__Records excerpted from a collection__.
▶

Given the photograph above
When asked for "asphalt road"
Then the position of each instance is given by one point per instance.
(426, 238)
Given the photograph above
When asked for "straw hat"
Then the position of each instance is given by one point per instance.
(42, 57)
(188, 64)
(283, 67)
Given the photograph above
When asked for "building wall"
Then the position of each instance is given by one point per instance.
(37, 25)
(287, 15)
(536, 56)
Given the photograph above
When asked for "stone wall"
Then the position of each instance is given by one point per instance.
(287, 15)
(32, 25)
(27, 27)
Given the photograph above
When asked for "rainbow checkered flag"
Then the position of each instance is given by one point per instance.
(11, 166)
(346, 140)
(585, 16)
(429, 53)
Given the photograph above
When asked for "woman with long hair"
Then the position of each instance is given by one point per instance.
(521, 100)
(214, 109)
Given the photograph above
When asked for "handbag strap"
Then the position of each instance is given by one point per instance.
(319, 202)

◀

__Exercise task__.
Convert every line of the items above into a JSON list of strings, one string per line, omitting any blank lines.

__Result__.
[
  "Given the photograph above",
  "When asked for \"asphalt road\"",
  "Then the position of each instance is given by one point per instance.",
  "(426, 238)",
  "Given the photograph above",
  "When asked for \"straw hat\"",
  "Then the position of each instance is given by one point per instance.",
  "(42, 57)",
  "(188, 64)",
  "(283, 67)",
  "Given the photograph above",
  "When asked for \"building wall\"",
  "Then the position of each instance is given by one point per instance.",
  "(37, 25)",
  "(287, 15)",
  "(536, 56)",
  "Given the photograph above",
  "When asked for \"stone wall\"",
  "Then the position of each instance is given by one point per instance.",
  "(287, 15)",
  "(32, 25)",
  "(27, 27)",
  "Given the photograph above",
  "When asked for \"rainbow checkered flag\"",
  "Then the position of each instance is given by one point per instance.",
  "(11, 166)",
  "(346, 140)",
  "(585, 16)",
  "(429, 53)",
  "Given the photograph above",
  "When asked for \"woman with long hair\"",
  "Then the position of each instance is given by one point per instance.",
  "(521, 100)",
  "(214, 109)",
  "Given the photograph above",
  "When asked for \"handbag strap\"",
  "Then the position of each instance is given by one point per instance.",
  "(319, 202)"
]